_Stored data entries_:
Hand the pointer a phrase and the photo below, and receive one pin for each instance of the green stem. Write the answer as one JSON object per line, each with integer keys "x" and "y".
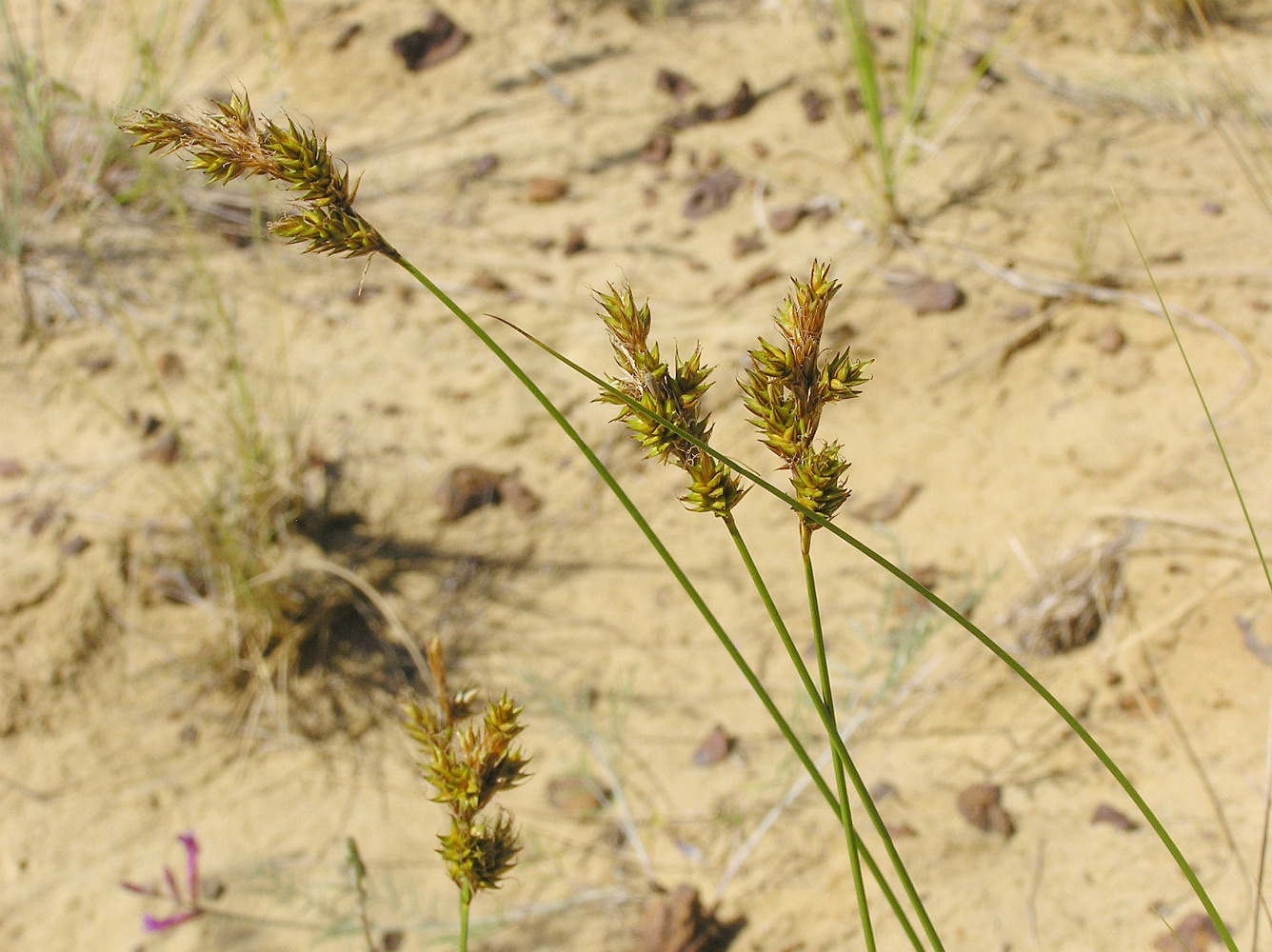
{"x": 672, "y": 565}
{"x": 854, "y": 18}
{"x": 954, "y": 615}
{"x": 824, "y": 668}
{"x": 832, "y": 732}
{"x": 466, "y": 900}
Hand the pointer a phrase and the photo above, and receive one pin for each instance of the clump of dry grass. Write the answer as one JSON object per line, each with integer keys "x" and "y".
{"x": 468, "y": 766}
{"x": 1071, "y": 598}
{"x": 1176, "y": 22}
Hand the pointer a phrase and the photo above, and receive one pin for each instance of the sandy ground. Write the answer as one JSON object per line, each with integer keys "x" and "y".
{"x": 112, "y": 742}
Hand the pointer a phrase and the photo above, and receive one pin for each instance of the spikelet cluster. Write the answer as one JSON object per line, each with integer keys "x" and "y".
{"x": 231, "y": 141}
{"x": 468, "y": 761}
{"x": 790, "y": 383}
{"x": 672, "y": 391}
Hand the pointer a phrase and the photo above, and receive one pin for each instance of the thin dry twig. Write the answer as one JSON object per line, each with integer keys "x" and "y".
{"x": 850, "y": 726}
{"x": 1000, "y": 348}
{"x": 1051, "y": 288}
{"x": 300, "y": 562}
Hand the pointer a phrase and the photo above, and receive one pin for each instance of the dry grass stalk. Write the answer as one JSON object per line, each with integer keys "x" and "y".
{"x": 1071, "y": 598}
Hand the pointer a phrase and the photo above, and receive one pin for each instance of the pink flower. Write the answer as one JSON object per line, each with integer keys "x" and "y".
{"x": 188, "y": 905}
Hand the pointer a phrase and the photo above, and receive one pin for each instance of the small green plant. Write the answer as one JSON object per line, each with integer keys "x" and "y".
{"x": 468, "y": 766}
{"x": 896, "y": 116}
{"x": 786, "y": 389}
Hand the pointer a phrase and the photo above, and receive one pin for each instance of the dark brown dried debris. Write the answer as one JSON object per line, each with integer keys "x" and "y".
{"x": 677, "y": 922}
{"x": 785, "y": 217}
{"x": 742, "y": 102}
{"x": 926, "y": 295}
{"x": 746, "y": 245}
{"x": 674, "y": 83}
{"x": 888, "y": 506}
{"x": 542, "y": 189}
{"x": 816, "y": 105}
{"x": 347, "y": 37}
{"x": 575, "y": 241}
{"x": 981, "y": 804}
{"x": 1115, "y": 818}
{"x": 715, "y": 747}
{"x": 657, "y": 150}
{"x": 468, "y": 488}
{"x": 1068, "y": 602}
{"x": 712, "y": 192}
{"x": 479, "y": 168}
{"x": 436, "y": 41}
{"x": 1193, "y": 933}
{"x": 170, "y": 367}
{"x": 578, "y": 797}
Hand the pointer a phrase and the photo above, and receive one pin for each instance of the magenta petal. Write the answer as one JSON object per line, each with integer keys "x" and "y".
{"x": 150, "y": 924}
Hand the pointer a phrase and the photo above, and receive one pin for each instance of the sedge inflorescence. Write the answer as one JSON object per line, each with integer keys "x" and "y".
{"x": 468, "y": 761}
{"x": 231, "y": 141}
{"x": 672, "y": 391}
{"x": 786, "y": 387}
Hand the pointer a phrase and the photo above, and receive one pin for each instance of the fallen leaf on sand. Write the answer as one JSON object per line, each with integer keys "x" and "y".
{"x": 746, "y": 245}
{"x": 715, "y": 747}
{"x": 674, "y": 83}
{"x": 575, "y": 242}
{"x": 981, "y": 804}
{"x": 1104, "y": 814}
{"x": 546, "y": 188}
{"x": 467, "y": 488}
{"x": 711, "y": 193}
{"x": 1258, "y": 648}
{"x": 814, "y": 103}
{"x": 438, "y": 40}
{"x": 785, "y": 217}
{"x": 578, "y": 797}
{"x": 677, "y": 922}
{"x": 926, "y": 295}
{"x": 1193, "y": 933}
{"x": 657, "y": 150}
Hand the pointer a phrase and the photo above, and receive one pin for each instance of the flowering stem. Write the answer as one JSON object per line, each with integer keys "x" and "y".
{"x": 466, "y": 900}
{"x": 805, "y": 538}
{"x": 677, "y": 572}
{"x": 832, "y": 732}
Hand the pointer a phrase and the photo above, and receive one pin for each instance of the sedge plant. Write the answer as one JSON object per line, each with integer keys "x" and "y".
{"x": 786, "y": 387}
{"x": 894, "y": 116}
{"x": 468, "y": 766}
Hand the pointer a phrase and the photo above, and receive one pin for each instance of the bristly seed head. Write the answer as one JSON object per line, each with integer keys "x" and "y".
{"x": 468, "y": 765}
{"x": 787, "y": 386}
{"x": 231, "y": 141}
{"x": 673, "y": 393}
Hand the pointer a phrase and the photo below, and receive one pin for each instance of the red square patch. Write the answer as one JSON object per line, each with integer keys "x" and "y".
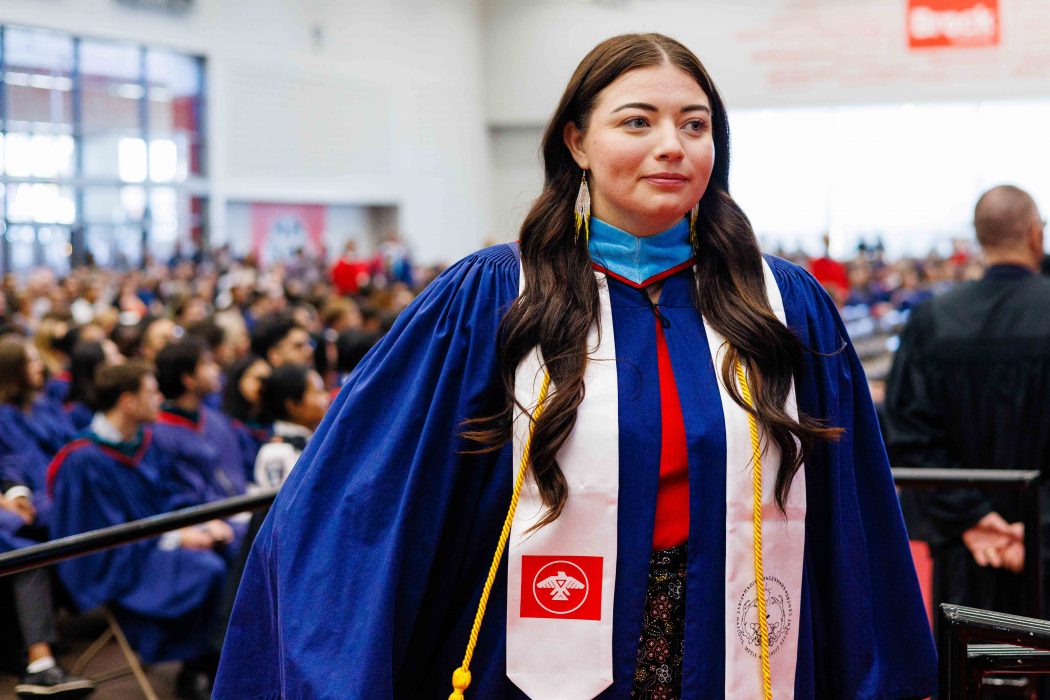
{"x": 562, "y": 587}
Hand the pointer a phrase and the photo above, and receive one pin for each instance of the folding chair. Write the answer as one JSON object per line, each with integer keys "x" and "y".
{"x": 133, "y": 666}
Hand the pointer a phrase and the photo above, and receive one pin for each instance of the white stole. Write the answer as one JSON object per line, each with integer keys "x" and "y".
{"x": 561, "y": 577}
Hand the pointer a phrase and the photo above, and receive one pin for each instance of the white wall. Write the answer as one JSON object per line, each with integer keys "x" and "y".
{"x": 328, "y": 101}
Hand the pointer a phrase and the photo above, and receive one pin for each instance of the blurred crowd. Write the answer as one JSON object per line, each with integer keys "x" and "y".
{"x": 206, "y": 376}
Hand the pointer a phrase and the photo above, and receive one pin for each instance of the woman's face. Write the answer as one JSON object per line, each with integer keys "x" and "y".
{"x": 251, "y": 381}
{"x": 310, "y": 410}
{"x": 648, "y": 149}
{"x": 34, "y": 367}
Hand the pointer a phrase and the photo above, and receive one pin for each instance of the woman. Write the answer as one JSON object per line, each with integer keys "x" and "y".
{"x": 33, "y": 426}
{"x": 633, "y": 568}
{"x": 295, "y": 398}
{"x": 243, "y": 401}
{"x": 87, "y": 356}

_Exercise instructions_: Omit the pictures and output all of the other material exactly.

_Written answer_:
Hand the pointer a phrase and the photo below, and receive one pin for each instance of the green stem. Write the answer as one JSON object per line, each with integer keys "x" and "y".
{"x": 672, "y": 565}
{"x": 854, "y": 18}
{"x": 954, "y": 615}
{"x": 824, "y": 668}
{"x": 832, "y": 732}
{"x": 466, "y": 900}
Hand the pointer a phrase and the photo above, and receive one pin for each instance of the clump of dry grass. Write the answer as one JSON object per line, each with integer keys "x" and "y".
{"x": 468, "y": 766}
{"x": 1071, "y": 598}
{"x": 1176, "y": 22}
Hand the pointer a phrase and the photo above, and receive one pin for each instance of the sandy ground. Write the answer as one JSON object per line, each with integer keys "x" and "y".
{"x": 112, "y": 742}
Hand the pointer a phrase and the photo above, and receive one pin for each instance of the spikelet cluster. Write the answer as one JSON object per line, each with integer keys "x" and "y".
{"x": 231, "y": 141}
{"x": 468, "y": 761}
{"x": 790, "y": 383}
{"x": 672, "y": 391}
Hand the pointer a phrase and the photo above, and receive one pin for each instance of the thin dry twig. Write the answer as one JSON object per line, each with integer keys "x" and "y".
{"x": 850, "y": 726}
{"x": 1000, "y": 348}
{"x": 1051, "y": 288}
{"x": 300, "y": 562}
Hand the pointer a phrase and the photo above, and receive one pin for each instance of the dry grass stalk. Write the answer as one JSON object per line, each with integer keys "x" and "y".
{"x": 1071, "y": 598}
Hand the pointer a phrase and the photo above, and receive one pin for each instance of the pink flower. Write the answer as one JSON object per line, each with integer keys "x" and "y".
{"x": 188, "y": 905}
Hand the pointer a phrase and the photo above, and receive one pin for each instance of the small green plant. Write the answer as one JSON object per line, each with integer keys "x" and "y".
{"x": 468, "y": 766}
{"x": 896, "y": 116}
{"x": 786, "y": 389}
Hand the pointer a phrase and the photo above, and receive one pin for each instance of the dark brown dried debris. Write the answer as one JSON object per line, each with integer keys "x" and "y".
{"x": 677, "y": 922}
{"x": 785, "y": 217}
{"x": 742, "y": 102}
{"x": 926, "y": 295}
{"x": 746, "y": 245}
{"x": 674, "y": 83}
{"x": 888, "y": 506}
{"x": 542, "y": 189}
{"x": 816, "y": 105}
{"x": 347, "y": 37}
{"x": 575, "y": 241}
{"x": 981, "y": 804}
{"x": 1115, "y": 818}
{"x": 715, "y": 747}
{"x": 657, "y": 150}
{"x": 468, "y": 488}
{"x": 1068, "y": 602}
{"x": 712, "y": 192}
{"x": 479, "y": 168}
{"x": 436, "y": 41}
{"x": 1193, "y": 933}
{"x": 170, "y": 367}
{"x": 578, "y": 797}
Hand the pointer a phrase and the photo above, and receive one pin for each instance of the magenta petal. Write the answer as one JSON object per line, each with integer keys "x" and "y".
{"x": 150, "y": 924}
Hand the pointer a phrase and the photo above, and receive one pin for each instance of the sedge inflorescence. Write the answer as one JSON object per line, each with integer keys "x" and "y".
{"x": 468, "y": 761}
{"x": 231, "y": 141}
{"x": 672, "y": 391}
{"x": 786, "y": 387}
Hand the pointer a phrase and the photo above, and receive one pin for each instance of the fallen leaf on sand. Write the answer as one JSON object per line, each with integer keys "x" and "y".
{"x": 746, "y": 245}
{"x": 715, "y": 747}
{"x": 674, "y": 83}
{"x": 575, "y": 242}
{"x": 981, "y": 804}
{"x": 1104, "y": 814}
{"x": 546, "y": 188}
{"x": 467, "y": 488}
{"x": 711, "y": 193}
{"x": 1258, "y": 648}
{"x": 814, "y": 103}
{"x": 438, "y": 40}
{"x": 785, "y": 217}
{"x": 578, "y": 797}
{"x": 677, "y": 922}
{"x": 926, "y": 295}
{"x": 1193, "y": 933}
{"x": 657, "y": 150}
Hand the pointer a phrase and the photo above, and receive one pin for each instance of the flowering stem. Write the answer as one JSON object per line, each with integer keys "x" and "y".
{"x": 466, "y": 900}
{"x": 805, "y": 538}
{"x": 677, "y": 572}
{"x": 832, "y": 732}
Hand the pointer a phrase and the photo above, and receive one pin for each instance of the sedge plant. Write the answer as one JSON object per line, each with integer keys "x" and "y".
{"x": 786, "y": 387}
{"x": 894, "y": 116}
{"x": 468, "y": 766}
Hand the pointer a phrase and the photo above, and receive one pin for each instance of the bristly seed head. Write the answer as one JSON object per line, each with integer keys "x" and "y".
{"x": 468, "y": 765}
{"x": 787, "y": 386}
{"x": 231, "y": 141}
{"x": 673, "y": 393}
Hand the pointer a phrase and the photo below, and receive one pin for each instance of the red square patch. Write the answer as one JSON object per line, each with integer keys "x" and "y".
{"x": 562, "y": 587}
Hand the pointer a phrase and the photo above, and receive one pin for each instance of the folding chair. Write the answer as one JSON object per line, each with integer keys "x" and "y".
{"x": 133, "y": 666}
Hand the pointer a phrase and the photo above, and receive one pin for each instance of the white stole. Write the answer as one JSON object per line, each with integer keys "x" and "y".
{"x": 561, "y": 577}
Hand the pointer a phrase and the photo above, and receive one pin for each instance of the white wall. Write the answer as one JSON object per line, each with integer keys "x" and "y".
{"x": 328, "y": 101}
Hand the pointer a phrase and the photo above, and receive one pin for each instance of the blurred crowd. Write the answer as one JSON object per line, each with integer keys "x" and "y".
{"x": 206, "y": 376}
Hand the pointer a phrase and the photo above, and receive one pin for each instance of the woman's face. Write the answer as one JSON object per line, each with integer keys "x" and "y".
{"x": 251, "y": 381}
{"x": 310, "y": 410}
{"x": 648, "y": 149}
{"x": 34, "y": 367}
Hand the pointer a phrase and the photo above, and receive one pin for each instance of the woman. Write the answer as one JSON object per line, each with integer keys "x" and "y".
{"x": 33, "y": 426}
{"x": 633, "y": 568}
{"x": 295, "y": 398}
{"x": 243, "y": 401}
{"x": 87, "y": 356}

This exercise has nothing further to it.